■ **À faire**
1. Recopiez fidèlement le passage de la chronique qui commence par "L’année 2003 apparaît" et va jusqu'à "de respectabilité d’antan.".
2. Pour chaque affirmation, indiquez si elle s'accorde avec la chronique en répondant par oui ou non, puis citez mot pour mot les mots de la chronique qui permettent de trancher.
(a) La chronique présente 2003 comme une mauvaise année pour le metal.
(b) En 2003, Deep Purple et Lynyrd Skynyrd ont fait des tournées jugées plus que satisfaisantes.
(c) Le Dance of Death d'Iron Maiden a suscité de nombreux débats à sa sortie.

Une chronique polémique de St Anger, pédante, prétentieuse, enfin tout ce qu'on veut. Elle a été refusé sur HardRock80, elle me fait bien marrer (ça parle très peu de l'album

).
L’année 2003 apparaît aujourd’hui comme un relatif bon cru pour le metal. C’est cette année là en effet qu’on a pu voir ressurgir de quasi nulle part parfois des groupes ou des artistes qui avaient plongé dans la plus abyssale médiocrité pour remonter en première division et recouvrer un peu de leur dignité, de leur niveau de respectabilité d’antan.
On a reconnu là un subtil portrait de Scorpions. L’année aussi où les vétérans de la cause heavy du premier tiers des années 70 sortirent à peu près de façon parallèle des albums plus qu’honnêtes et effectuèrent des tournées plus que satisfaisantes : cas de Deep Purple, cas de Lynyrd Skynyrd. Mais au-delà de ces sympathiques quinqua voire sexagénaires on trouve sur notre chemin de l’année 2003 deux albums qui ont provoqué maints débats et moult agitation au moment de leur sortie, et depuis leur sortie, ces albums sont le Dance of Death de Iron Maiden et le St. Anger de Metallica et ce chemin n’est pas un chemin de croix.

■ **Données fournies**
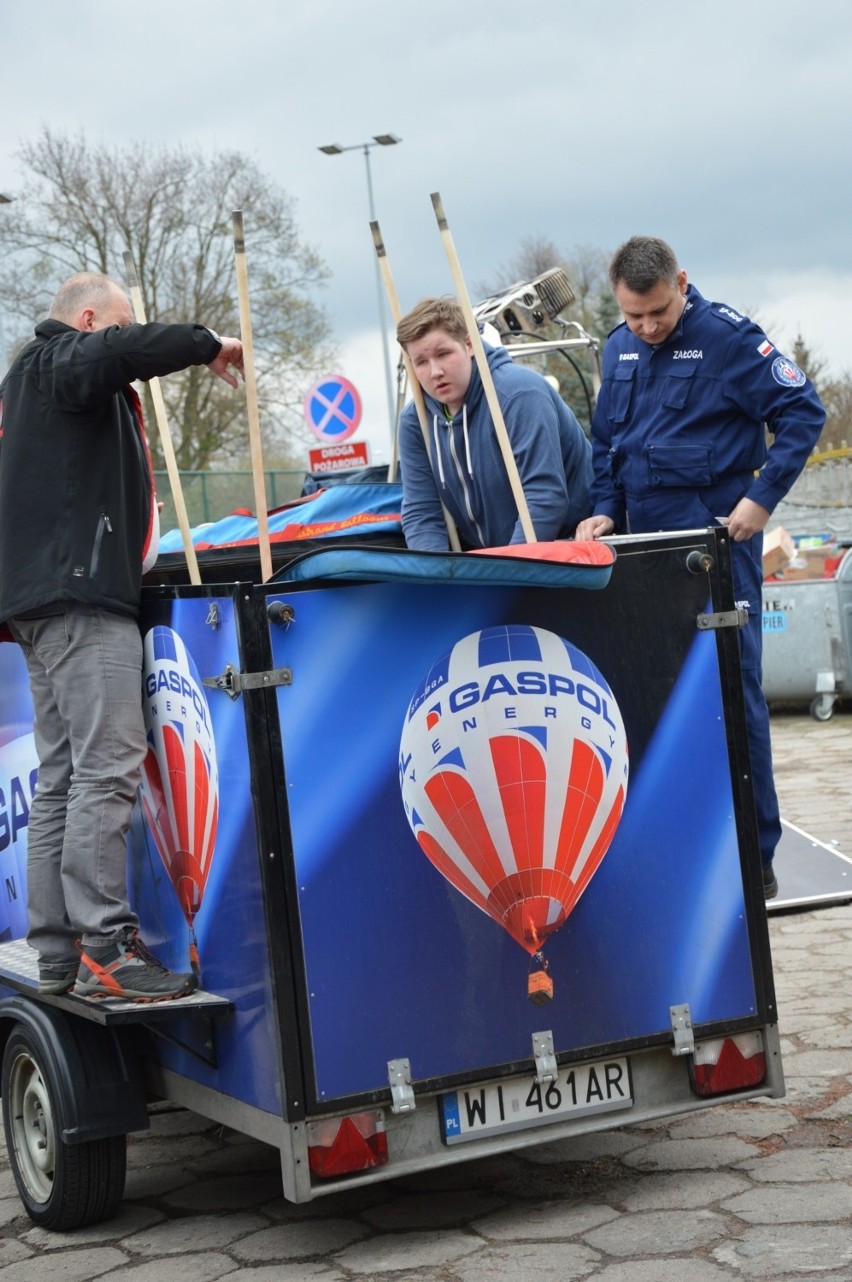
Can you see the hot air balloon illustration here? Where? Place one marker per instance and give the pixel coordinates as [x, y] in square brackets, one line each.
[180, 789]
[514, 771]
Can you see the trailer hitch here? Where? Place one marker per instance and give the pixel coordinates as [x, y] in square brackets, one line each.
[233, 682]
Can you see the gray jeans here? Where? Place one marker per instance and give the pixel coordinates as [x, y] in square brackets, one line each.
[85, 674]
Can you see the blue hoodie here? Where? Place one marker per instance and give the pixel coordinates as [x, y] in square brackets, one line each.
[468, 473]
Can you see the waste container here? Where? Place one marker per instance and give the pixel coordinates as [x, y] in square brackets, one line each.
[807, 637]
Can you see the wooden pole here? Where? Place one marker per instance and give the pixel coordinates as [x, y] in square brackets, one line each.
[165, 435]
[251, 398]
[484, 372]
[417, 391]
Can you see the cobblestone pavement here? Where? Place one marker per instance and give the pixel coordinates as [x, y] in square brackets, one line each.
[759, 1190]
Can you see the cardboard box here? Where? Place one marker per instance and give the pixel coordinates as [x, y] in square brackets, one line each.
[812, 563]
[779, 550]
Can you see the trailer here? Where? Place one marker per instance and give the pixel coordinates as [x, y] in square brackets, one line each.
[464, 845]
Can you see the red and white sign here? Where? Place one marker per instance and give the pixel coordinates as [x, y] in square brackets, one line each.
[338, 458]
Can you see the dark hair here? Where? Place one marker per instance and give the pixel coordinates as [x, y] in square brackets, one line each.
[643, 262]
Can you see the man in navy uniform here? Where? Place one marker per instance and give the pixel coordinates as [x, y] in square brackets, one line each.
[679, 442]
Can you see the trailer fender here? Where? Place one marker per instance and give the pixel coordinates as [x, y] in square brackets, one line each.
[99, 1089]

■ **Corrigé complet**
1.
L’année 2003 apparaît aujourd’hui comme un relatif bon cru pour le metal. C’est cette année là en effet qu’on a pu voir ressurgir de quasi nulle part parfois des groupes ou des artistes qui avaient plongé dans la plus abyssale médiocrité pour remonter en première division et recouvrer un peu de leur dignité, de leur niveau de respectabilité d’antan.

2.
(a) Non : « L’année 2003 apparaît aujourd’hui comme un relatif bon cru pour le metal. »
(b) Oui : « effectuèrent des tournées plus que satisfaisantes : cas de Deep Purple, cas de Lynyrd Skynyrd »
(c) Oui : « deux albums qui ont provoqué maints débats et moult agitation au moment de leur sortie » ; « ces albums sont le Dance of Death de Iron Maiden et le St. Anger de Metallica »